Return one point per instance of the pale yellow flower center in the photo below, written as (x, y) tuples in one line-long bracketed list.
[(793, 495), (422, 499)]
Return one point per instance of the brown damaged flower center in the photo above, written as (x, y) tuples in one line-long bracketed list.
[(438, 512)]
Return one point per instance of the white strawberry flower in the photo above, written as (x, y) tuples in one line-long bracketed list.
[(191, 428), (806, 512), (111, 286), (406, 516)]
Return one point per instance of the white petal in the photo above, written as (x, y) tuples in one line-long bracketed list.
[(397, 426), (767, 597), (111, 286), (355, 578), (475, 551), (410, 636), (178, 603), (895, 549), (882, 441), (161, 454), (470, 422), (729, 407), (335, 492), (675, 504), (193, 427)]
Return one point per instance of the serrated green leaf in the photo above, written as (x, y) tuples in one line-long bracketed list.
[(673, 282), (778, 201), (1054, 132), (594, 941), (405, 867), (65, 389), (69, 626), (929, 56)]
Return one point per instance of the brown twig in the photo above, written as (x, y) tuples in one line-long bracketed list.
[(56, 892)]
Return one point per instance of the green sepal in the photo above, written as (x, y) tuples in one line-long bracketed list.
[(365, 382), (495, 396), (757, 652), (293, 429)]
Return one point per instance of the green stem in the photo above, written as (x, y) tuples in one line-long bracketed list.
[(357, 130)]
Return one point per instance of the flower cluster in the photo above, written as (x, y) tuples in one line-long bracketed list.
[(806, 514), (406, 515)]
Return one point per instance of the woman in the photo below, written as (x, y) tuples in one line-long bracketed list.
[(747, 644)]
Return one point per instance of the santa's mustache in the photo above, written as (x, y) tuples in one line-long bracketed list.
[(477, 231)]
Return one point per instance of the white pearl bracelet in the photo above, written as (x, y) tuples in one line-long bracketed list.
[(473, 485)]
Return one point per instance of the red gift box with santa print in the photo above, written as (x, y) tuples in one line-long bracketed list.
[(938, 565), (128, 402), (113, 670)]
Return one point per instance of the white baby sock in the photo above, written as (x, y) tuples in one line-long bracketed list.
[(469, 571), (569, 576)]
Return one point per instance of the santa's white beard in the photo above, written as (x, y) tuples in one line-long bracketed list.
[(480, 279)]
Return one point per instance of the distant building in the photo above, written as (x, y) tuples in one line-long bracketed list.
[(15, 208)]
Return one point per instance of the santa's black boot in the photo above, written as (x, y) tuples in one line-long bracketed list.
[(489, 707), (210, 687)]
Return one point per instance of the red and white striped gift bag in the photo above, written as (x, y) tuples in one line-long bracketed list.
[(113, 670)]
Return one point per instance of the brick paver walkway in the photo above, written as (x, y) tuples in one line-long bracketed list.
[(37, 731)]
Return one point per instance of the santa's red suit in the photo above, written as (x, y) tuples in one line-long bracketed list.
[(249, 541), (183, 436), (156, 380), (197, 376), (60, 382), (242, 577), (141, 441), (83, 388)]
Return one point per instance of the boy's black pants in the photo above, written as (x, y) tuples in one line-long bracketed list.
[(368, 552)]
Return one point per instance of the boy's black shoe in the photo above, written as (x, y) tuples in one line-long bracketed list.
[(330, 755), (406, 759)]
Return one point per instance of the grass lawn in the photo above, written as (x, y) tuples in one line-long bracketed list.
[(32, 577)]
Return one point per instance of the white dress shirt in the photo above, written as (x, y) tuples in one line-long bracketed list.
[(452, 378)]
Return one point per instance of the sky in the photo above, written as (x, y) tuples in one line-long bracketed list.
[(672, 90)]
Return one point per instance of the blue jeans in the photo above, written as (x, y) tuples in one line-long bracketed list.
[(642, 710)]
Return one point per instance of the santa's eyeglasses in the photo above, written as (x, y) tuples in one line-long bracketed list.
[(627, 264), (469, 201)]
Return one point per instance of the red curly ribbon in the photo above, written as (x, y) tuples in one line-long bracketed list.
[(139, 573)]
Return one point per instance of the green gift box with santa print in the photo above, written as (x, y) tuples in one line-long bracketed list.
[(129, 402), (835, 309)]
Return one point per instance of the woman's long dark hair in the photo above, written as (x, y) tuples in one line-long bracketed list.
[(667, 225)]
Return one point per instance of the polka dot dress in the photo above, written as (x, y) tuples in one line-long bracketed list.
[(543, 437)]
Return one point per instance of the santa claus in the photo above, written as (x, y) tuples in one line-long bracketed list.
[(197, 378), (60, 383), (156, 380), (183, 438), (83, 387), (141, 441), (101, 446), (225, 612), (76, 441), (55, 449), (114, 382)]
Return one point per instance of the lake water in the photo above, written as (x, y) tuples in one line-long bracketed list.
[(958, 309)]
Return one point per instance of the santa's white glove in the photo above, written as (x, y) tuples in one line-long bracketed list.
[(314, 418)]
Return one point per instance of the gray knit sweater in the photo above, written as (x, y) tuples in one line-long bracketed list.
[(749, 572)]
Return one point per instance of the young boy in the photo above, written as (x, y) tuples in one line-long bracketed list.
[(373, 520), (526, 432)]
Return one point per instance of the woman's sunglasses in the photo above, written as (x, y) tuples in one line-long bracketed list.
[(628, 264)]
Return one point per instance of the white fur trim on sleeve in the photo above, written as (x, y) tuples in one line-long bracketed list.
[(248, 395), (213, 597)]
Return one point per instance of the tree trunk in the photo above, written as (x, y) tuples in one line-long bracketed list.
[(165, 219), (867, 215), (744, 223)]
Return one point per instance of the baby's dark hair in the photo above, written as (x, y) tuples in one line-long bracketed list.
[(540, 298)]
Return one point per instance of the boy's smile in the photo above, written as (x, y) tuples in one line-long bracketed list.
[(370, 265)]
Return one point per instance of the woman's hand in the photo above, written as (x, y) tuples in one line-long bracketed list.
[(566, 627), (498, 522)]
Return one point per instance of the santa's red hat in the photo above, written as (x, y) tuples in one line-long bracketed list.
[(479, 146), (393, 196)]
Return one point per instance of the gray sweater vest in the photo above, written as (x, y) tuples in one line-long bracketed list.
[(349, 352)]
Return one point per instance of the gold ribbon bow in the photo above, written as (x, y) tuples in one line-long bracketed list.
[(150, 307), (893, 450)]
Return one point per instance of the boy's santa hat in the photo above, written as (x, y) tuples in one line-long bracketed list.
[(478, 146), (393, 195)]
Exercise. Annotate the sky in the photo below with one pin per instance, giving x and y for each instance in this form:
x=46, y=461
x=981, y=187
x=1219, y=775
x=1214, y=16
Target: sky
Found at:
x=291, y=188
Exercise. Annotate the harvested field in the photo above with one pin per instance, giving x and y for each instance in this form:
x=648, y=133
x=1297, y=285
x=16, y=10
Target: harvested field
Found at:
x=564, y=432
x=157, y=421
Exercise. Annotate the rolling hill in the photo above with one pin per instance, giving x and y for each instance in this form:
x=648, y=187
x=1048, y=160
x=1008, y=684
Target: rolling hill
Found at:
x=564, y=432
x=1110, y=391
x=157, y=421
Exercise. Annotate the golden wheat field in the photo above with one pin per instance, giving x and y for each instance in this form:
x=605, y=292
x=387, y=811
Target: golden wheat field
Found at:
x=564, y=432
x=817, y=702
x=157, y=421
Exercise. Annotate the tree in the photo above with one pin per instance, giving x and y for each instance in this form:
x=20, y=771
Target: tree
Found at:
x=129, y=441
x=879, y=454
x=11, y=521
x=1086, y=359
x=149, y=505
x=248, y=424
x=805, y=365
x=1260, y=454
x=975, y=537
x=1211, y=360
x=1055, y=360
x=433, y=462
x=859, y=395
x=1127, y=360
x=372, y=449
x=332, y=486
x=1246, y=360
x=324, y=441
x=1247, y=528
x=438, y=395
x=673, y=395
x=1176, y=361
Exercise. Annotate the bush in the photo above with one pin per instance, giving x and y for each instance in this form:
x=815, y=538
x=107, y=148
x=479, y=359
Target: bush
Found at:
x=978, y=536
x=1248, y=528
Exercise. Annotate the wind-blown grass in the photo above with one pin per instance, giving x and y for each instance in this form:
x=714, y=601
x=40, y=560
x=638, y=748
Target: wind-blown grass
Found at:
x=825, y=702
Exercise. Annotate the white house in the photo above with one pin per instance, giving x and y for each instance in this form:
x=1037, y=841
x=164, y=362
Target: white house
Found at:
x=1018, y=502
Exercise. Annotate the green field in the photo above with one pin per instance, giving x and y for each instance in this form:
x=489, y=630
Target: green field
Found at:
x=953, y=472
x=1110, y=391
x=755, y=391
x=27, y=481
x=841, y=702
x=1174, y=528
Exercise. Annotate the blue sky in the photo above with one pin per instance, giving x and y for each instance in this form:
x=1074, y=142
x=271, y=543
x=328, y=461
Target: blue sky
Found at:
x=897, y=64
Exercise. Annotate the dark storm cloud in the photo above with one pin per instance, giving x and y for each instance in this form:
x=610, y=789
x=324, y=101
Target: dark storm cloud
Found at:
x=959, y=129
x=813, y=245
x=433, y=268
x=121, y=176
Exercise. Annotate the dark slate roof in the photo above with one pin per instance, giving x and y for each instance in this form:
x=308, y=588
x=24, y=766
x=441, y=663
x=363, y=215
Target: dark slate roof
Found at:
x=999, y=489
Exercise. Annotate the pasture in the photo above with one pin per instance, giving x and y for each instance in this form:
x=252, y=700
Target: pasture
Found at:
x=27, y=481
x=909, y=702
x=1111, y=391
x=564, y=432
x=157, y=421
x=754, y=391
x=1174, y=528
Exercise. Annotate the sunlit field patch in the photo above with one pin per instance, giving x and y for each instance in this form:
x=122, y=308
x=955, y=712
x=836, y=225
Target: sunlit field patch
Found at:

* **WHAT THE EXERCISE ASKS**:
Print exactly the lines above, between the one holding "Return one point per instance of the young" and the one holding "Exercise. Annotate the harvested", inclusive, and nothing besides.

* **ANSWER AREA**:
Return one point per instance of the young boy in the photo above, written as (x, y) tuples in one line-long bracketed list.
[(373, 520), (526, 432)]
Return one point per instance of the woman's sunglasses in the photo above, written as (x, y) tuples in one line-long bracketed list.
[(628, 264)]
Return one point per instance of the white fur trim on sleeve in the photo above, written as (x, y) tuples in one line-long bracketed list.
[(248, 395), (213, 597)]
Return one point per instance of the tree trunk in the photo above, written as (x, y) tuples in one line-long bracketed list.
[(165, 219), (867, 215), (744, 223)]
Return one point per instance of the baby's dark hair in the photo above, written as (x, y) tuples in one line-long bracketed list.
[(540, 298)]
Return one point per instance of the boy's smile in the photo above, written as (x, y) tuples in one line-long bracketed list.
[(370, 265)]
Return one point per instance of the woman's hand in the photo above, written as (x, y) tuples in one line-long bracketed list.
[(566, 627), (498, 522)]
Return one point per instance of the santa's red hat in the photo above, written as (x, y) tuples in one line-long bracketed list.
[(479, 146), (393, 196)]
Return one point per instance of the gray sweater vest in the photo above, written as (x, y) tuples in one line-long bracketed list.
[(349, 352)]
Return one point per instance of the gold ribbon bow in the photo above, written as (x, y) tuples in one line-long bracketed list.
[(150, 307), (893, 450)]
Return one point per instance of the boy's santa hat in the photo above, written as (x, y) tuples in one line-long bracketed list.
[(478, 146), (393, 195)]
Exercise. Annotate the sky in the photo below with one pin per instance, giving x and y for each instance in this form:
x=46, y=461
x=981, y=187
x=1219, y=775
x=1214, y=16
Target: sky
Found at:
x=291, y=188
Exercise. Annotate the harvested field in the photo above with one pin per instance, giving x and y for each instance in this form:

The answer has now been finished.